** WORK TO COMPLETE **
Restate exactly, and only, the lines from the one with "Task: mark one point on every instance of the fence post" through the end of the data, with both of those end lines kept. Drop any pictures.

** RECORD EXCERPTS **

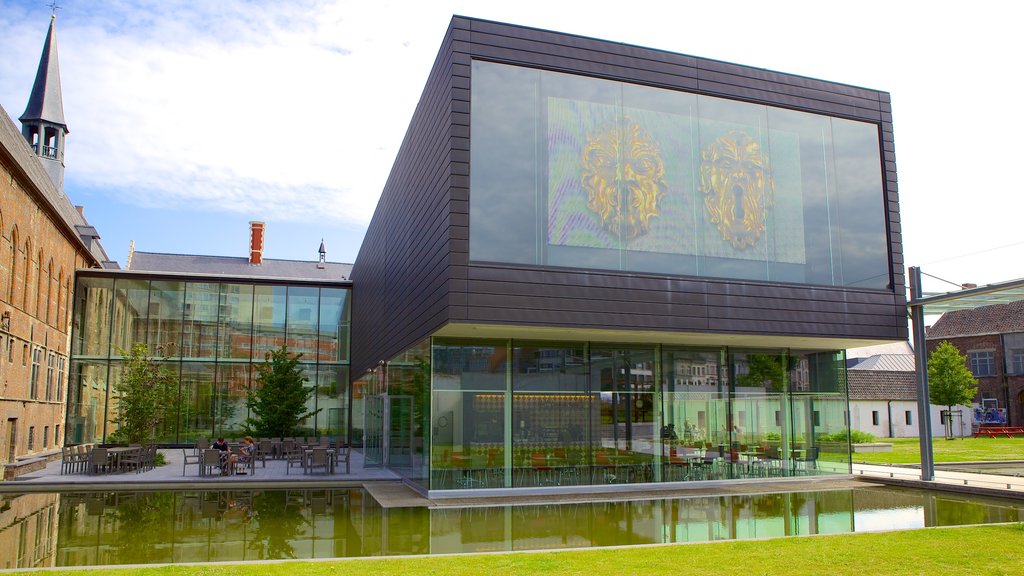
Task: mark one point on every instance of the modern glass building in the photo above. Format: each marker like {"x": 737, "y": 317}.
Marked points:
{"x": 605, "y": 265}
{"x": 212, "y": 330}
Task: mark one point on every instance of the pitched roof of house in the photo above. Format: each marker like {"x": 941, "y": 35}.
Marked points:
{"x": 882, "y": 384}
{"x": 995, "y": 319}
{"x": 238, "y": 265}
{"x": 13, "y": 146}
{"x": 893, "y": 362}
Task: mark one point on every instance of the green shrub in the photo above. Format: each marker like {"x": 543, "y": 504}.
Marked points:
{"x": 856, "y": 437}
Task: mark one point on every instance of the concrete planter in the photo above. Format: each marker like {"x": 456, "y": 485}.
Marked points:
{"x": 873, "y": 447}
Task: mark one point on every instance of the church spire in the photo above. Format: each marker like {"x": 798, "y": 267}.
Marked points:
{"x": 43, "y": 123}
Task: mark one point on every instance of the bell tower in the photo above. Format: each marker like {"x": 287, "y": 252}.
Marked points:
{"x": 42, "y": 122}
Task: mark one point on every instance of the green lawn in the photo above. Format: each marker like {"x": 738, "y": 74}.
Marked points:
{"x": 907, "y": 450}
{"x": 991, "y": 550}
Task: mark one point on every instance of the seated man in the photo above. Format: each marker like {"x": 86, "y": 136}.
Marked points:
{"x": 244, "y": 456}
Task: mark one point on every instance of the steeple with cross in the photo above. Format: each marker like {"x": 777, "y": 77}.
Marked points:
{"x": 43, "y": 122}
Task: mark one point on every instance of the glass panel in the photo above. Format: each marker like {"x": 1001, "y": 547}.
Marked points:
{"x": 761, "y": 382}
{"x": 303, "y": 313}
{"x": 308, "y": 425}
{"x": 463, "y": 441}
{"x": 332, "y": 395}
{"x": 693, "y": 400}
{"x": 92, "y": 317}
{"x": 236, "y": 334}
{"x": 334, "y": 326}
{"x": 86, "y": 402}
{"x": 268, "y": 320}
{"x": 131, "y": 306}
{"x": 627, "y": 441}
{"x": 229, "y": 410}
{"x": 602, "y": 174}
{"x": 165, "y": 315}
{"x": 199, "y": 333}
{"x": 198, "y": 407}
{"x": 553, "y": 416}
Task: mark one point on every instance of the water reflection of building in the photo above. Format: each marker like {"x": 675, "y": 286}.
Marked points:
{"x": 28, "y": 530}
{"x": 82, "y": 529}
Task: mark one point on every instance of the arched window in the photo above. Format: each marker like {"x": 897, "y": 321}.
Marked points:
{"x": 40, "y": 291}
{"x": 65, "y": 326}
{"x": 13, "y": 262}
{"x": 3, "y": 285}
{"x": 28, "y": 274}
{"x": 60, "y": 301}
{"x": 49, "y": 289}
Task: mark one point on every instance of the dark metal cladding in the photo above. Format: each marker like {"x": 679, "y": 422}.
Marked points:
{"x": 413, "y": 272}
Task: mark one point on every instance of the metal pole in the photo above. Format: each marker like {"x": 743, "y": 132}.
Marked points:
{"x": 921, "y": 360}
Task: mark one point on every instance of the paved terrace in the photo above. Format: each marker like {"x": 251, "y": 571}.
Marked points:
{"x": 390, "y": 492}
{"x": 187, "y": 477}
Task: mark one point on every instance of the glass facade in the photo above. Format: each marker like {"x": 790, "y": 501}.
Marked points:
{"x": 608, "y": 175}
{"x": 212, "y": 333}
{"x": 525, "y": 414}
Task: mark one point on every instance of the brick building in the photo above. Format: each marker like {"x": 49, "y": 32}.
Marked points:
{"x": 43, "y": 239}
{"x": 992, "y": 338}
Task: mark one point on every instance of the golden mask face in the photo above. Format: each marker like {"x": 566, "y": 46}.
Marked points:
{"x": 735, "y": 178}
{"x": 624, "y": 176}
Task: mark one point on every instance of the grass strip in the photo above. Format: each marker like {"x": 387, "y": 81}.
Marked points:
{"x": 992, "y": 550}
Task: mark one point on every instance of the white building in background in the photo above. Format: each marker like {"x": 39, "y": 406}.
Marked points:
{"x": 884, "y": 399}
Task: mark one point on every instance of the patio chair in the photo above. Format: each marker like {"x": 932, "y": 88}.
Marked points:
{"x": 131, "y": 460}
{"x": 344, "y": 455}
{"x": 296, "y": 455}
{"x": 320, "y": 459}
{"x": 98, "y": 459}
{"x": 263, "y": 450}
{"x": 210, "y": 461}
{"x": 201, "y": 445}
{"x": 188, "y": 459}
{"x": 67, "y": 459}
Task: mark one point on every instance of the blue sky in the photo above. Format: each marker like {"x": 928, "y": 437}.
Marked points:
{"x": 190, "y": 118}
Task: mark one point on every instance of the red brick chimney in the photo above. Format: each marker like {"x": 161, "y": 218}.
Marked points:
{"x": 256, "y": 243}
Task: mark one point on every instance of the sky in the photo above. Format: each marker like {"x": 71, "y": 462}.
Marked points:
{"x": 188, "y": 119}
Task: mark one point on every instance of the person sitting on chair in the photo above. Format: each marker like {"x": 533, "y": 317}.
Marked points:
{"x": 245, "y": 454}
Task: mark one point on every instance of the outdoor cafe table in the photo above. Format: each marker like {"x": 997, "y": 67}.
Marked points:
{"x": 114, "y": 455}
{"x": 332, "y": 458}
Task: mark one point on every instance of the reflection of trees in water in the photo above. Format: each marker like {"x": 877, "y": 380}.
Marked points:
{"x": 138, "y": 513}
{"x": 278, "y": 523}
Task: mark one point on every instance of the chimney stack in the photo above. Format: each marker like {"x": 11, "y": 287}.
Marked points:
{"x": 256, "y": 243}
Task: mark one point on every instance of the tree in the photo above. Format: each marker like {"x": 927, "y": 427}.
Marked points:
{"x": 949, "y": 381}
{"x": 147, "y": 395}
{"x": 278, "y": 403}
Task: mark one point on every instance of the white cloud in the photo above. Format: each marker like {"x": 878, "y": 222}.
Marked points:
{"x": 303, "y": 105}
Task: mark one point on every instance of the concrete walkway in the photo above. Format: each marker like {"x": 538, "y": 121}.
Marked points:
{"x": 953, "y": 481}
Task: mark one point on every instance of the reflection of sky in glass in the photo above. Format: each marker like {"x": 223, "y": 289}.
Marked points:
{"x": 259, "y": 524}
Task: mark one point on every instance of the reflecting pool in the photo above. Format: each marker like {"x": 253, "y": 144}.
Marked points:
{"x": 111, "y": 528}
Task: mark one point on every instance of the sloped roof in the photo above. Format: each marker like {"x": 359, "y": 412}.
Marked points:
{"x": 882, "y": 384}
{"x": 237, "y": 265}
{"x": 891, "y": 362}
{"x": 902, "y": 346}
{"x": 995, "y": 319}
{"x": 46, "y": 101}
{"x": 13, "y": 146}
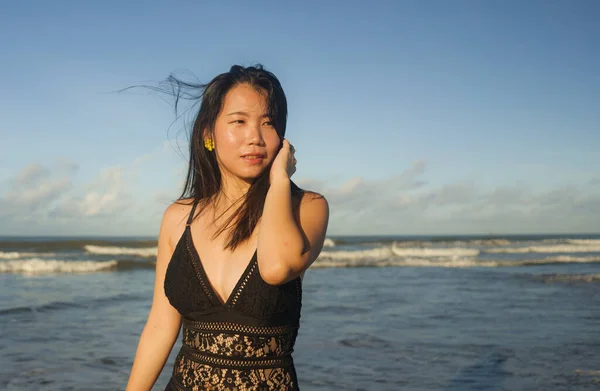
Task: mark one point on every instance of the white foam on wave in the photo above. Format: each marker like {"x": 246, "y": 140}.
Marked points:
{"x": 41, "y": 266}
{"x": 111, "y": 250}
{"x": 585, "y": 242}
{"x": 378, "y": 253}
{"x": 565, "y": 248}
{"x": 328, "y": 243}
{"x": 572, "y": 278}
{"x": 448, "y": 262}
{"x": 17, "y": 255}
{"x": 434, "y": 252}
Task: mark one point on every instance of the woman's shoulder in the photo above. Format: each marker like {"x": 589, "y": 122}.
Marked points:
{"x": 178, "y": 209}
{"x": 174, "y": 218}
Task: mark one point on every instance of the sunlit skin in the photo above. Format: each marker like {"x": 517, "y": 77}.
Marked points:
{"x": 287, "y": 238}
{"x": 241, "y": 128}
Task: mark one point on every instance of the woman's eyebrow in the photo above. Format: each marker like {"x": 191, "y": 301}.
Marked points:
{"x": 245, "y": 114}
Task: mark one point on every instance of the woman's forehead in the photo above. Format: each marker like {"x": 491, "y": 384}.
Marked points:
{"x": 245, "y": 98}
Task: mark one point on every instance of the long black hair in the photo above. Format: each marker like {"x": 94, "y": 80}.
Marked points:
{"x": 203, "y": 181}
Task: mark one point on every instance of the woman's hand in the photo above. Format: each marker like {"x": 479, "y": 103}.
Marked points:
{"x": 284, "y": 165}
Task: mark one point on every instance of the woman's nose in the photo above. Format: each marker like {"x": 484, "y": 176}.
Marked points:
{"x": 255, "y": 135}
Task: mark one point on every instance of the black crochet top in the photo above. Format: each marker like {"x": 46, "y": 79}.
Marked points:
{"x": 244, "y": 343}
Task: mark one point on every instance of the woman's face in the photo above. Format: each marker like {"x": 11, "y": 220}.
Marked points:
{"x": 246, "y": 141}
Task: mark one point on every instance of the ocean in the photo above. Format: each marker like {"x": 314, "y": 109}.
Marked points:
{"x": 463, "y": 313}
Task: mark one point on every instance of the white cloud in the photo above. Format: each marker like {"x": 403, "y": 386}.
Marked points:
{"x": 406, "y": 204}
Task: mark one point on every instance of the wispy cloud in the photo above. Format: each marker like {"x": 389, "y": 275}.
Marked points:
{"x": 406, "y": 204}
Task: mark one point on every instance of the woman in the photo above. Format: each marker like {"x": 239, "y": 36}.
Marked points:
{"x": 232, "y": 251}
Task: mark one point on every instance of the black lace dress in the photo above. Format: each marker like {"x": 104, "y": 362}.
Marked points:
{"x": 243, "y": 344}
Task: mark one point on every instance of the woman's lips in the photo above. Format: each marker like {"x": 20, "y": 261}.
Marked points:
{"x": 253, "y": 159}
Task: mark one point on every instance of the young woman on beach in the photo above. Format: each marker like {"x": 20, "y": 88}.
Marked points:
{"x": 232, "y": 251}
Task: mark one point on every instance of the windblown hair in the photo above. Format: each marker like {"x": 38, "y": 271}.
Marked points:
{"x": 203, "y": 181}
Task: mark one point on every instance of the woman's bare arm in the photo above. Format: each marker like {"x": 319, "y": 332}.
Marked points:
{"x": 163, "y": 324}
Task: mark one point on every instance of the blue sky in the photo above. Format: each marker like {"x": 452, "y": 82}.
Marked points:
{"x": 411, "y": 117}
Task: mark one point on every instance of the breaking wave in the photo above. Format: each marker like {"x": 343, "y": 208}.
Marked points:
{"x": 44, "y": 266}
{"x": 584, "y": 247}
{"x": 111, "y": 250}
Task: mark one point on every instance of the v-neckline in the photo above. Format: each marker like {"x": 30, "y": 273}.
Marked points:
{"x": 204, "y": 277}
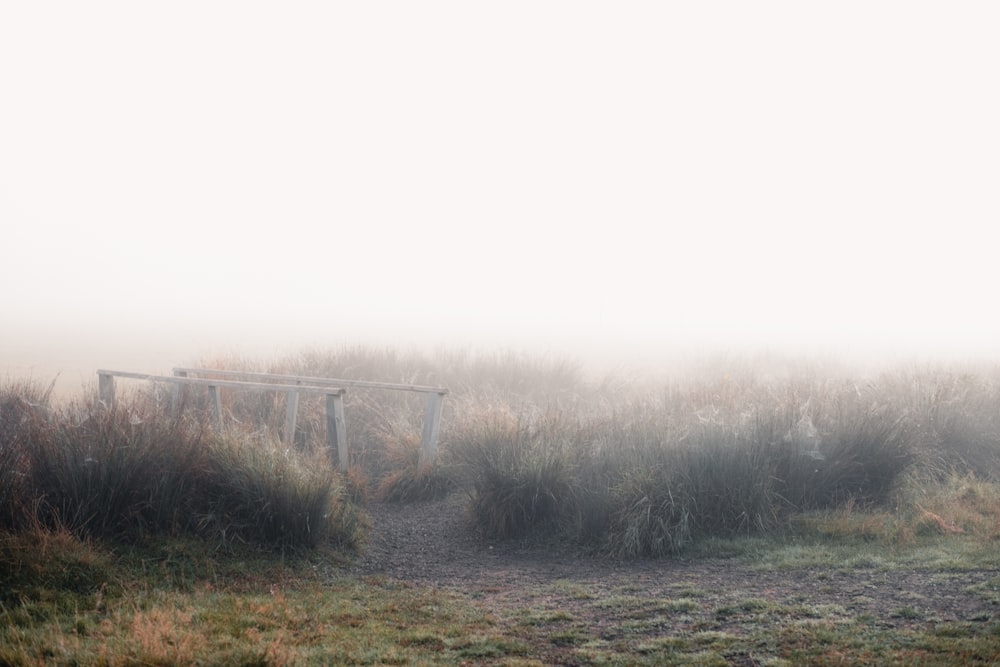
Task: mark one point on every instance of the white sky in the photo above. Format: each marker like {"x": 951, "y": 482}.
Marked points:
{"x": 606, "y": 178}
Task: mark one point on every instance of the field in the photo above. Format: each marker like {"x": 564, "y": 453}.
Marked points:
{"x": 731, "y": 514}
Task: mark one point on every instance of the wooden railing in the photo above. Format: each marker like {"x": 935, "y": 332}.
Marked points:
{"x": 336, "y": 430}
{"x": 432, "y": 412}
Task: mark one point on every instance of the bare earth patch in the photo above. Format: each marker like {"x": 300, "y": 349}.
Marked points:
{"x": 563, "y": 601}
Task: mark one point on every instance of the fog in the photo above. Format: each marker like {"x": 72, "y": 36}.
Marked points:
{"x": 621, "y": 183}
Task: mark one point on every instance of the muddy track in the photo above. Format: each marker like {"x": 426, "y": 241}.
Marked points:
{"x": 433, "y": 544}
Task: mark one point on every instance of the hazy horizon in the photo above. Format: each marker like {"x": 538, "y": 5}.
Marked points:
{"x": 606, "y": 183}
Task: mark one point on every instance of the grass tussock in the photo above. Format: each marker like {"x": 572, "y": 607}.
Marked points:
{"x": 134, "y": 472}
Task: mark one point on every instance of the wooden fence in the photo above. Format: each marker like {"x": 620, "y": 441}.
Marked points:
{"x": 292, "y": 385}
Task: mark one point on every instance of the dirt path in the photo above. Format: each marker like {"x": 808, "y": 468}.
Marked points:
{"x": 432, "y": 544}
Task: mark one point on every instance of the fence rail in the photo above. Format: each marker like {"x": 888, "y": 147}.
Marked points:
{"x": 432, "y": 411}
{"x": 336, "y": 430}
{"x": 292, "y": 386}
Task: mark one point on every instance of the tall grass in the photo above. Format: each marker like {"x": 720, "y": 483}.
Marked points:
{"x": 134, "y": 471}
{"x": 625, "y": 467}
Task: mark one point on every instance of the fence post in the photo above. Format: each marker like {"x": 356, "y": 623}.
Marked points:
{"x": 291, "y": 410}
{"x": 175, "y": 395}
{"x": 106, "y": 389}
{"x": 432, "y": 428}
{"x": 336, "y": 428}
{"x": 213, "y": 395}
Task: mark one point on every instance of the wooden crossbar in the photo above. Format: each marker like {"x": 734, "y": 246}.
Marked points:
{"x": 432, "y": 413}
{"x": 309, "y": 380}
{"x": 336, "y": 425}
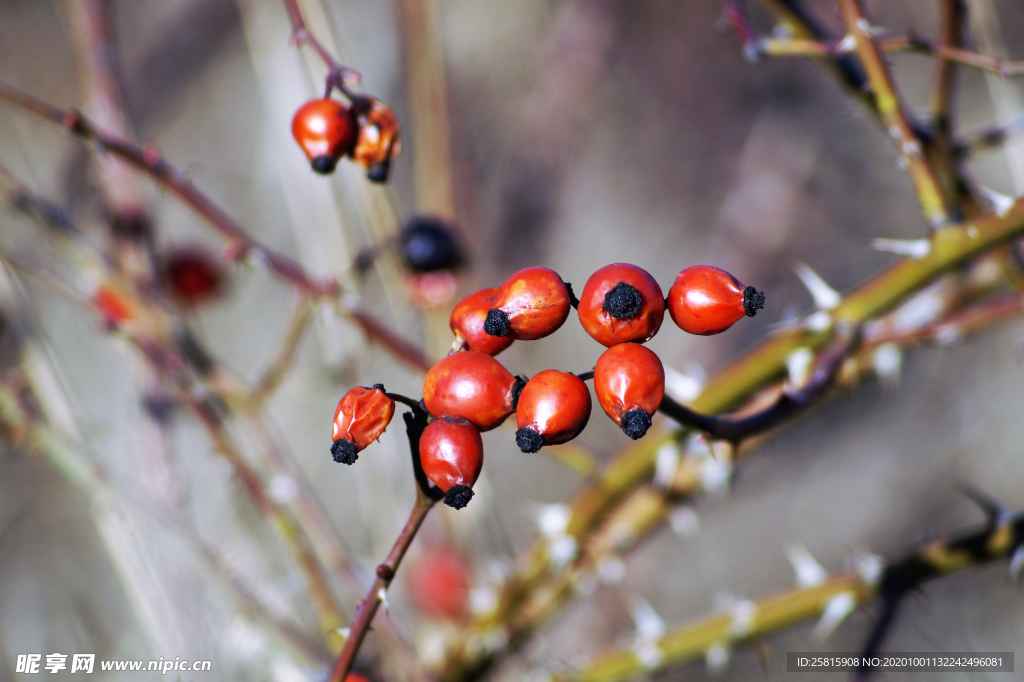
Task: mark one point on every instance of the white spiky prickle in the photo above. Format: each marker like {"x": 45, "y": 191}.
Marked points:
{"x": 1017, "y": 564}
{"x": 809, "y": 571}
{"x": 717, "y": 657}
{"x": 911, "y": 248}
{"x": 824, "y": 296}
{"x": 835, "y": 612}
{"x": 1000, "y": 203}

** TASK OUTPUT **
Task: mark one point on every instance of the fence post in the photo above. Format: each marker like {"x": 356, "y": 623}.
Marked points:
{"x": 291, "y": 410}
{"x": 175, "y": 395}
{"x": 106, "y": 389}
{"x": 432, "y": 428}
{"x": 336, "y": 428}
{"x": 213, "y": 395}
Task: mark one point on every instance of the wooden crossbar in the photo above. Format: each marker like {"x": 734, "y": 246}.
Marked points:
{"x": 432, "y": 413}
{"x": 309, "y": 380}
{"x": 336, "y": 425}
Task: mark one point on every instance of the white spiky prickle in the photo above. Format: each marker like {"x": 45, "y": 191}.
Marked points:
{"x": 1017, "y": 564}
{"x": 809, "y": 571}
{"x": 717, "y": 657}
{"x": 911, "y": 248}
{"x": 824, "y": 296}
{"x": 835, "y": 612}
{"x": 1000, "y": 203}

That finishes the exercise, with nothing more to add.